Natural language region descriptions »

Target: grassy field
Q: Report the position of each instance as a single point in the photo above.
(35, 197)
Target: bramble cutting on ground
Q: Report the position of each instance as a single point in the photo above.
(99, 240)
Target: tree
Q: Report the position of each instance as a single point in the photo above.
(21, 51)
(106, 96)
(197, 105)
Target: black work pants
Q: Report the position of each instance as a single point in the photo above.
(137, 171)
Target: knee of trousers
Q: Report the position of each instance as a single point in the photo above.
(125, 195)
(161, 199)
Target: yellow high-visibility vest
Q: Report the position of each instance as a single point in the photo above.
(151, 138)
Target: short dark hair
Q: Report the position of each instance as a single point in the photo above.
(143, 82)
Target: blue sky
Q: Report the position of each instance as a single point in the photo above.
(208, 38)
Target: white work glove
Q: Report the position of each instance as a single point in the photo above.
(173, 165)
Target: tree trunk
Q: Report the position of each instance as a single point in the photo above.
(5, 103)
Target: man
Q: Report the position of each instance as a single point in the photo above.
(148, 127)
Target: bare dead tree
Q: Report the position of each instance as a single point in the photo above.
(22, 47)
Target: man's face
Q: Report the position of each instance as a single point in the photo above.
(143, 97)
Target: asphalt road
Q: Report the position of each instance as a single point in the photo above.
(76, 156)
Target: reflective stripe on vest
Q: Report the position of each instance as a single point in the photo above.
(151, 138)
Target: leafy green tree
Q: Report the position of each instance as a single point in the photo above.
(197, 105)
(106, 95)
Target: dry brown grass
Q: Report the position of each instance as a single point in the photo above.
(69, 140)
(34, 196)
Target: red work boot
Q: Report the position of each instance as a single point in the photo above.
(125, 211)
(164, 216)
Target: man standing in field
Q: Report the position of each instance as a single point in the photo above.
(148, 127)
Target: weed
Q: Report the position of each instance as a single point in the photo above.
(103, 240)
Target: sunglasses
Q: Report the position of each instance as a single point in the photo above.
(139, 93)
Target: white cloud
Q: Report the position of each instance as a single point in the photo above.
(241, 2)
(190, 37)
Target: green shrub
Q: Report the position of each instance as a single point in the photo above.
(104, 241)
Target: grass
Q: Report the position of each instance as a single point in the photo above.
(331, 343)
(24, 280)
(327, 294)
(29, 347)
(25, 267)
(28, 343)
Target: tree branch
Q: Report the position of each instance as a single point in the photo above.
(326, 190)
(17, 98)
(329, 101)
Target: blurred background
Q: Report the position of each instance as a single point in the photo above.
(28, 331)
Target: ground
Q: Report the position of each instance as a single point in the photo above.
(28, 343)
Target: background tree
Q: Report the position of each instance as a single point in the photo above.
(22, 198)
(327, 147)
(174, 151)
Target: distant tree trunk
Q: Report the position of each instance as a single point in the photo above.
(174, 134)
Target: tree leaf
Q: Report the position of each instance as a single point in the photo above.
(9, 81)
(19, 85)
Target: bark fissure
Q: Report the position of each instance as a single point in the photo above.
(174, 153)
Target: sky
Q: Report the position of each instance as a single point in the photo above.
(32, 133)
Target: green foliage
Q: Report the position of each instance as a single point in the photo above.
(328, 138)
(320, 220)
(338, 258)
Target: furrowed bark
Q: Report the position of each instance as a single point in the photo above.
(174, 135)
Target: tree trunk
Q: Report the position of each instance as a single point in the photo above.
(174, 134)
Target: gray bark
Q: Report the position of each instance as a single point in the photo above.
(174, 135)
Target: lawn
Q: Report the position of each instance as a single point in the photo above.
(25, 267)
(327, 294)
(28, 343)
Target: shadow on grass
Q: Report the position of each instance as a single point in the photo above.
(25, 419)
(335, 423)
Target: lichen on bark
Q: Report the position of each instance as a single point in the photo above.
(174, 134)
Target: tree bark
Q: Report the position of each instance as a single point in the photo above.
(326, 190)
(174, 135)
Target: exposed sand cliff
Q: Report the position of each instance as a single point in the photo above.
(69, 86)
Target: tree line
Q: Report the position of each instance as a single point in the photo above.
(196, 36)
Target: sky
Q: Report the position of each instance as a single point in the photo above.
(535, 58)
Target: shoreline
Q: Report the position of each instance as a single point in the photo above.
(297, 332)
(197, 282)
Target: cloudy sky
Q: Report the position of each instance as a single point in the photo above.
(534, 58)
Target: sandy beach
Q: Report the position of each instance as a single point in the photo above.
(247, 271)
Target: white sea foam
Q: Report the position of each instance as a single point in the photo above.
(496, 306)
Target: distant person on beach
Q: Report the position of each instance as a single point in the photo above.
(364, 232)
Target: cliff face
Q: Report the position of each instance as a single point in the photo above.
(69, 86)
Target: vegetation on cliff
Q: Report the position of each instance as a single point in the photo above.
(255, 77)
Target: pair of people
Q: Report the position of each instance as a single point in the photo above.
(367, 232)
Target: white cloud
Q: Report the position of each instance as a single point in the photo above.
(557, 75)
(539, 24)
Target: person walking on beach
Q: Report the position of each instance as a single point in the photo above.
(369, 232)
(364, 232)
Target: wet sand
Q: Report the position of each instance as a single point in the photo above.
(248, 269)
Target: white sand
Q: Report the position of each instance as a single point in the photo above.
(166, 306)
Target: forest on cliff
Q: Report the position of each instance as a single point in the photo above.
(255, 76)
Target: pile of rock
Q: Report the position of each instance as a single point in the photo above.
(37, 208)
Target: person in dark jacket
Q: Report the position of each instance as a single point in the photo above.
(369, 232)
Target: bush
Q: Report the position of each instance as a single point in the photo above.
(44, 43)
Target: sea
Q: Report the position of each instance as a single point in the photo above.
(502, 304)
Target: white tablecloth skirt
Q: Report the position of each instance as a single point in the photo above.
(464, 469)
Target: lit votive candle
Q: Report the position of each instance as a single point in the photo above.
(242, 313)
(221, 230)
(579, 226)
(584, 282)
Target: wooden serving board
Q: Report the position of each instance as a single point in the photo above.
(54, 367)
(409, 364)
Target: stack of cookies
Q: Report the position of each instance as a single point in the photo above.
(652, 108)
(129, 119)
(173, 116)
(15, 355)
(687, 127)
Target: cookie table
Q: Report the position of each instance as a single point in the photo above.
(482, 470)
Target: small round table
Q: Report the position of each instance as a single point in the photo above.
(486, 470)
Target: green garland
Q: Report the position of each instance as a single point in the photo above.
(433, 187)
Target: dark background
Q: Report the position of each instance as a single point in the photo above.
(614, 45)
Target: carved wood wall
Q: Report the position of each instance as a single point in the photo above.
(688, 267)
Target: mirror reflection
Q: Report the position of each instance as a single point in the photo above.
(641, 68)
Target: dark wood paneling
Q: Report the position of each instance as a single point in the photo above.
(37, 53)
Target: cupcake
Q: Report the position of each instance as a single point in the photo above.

WHAT IS NEEDED » Locate the word "field" in the entries, and copy every line where it is found.

PROBLEM SOLUTION »
Target: grassy field
Target: man standing in field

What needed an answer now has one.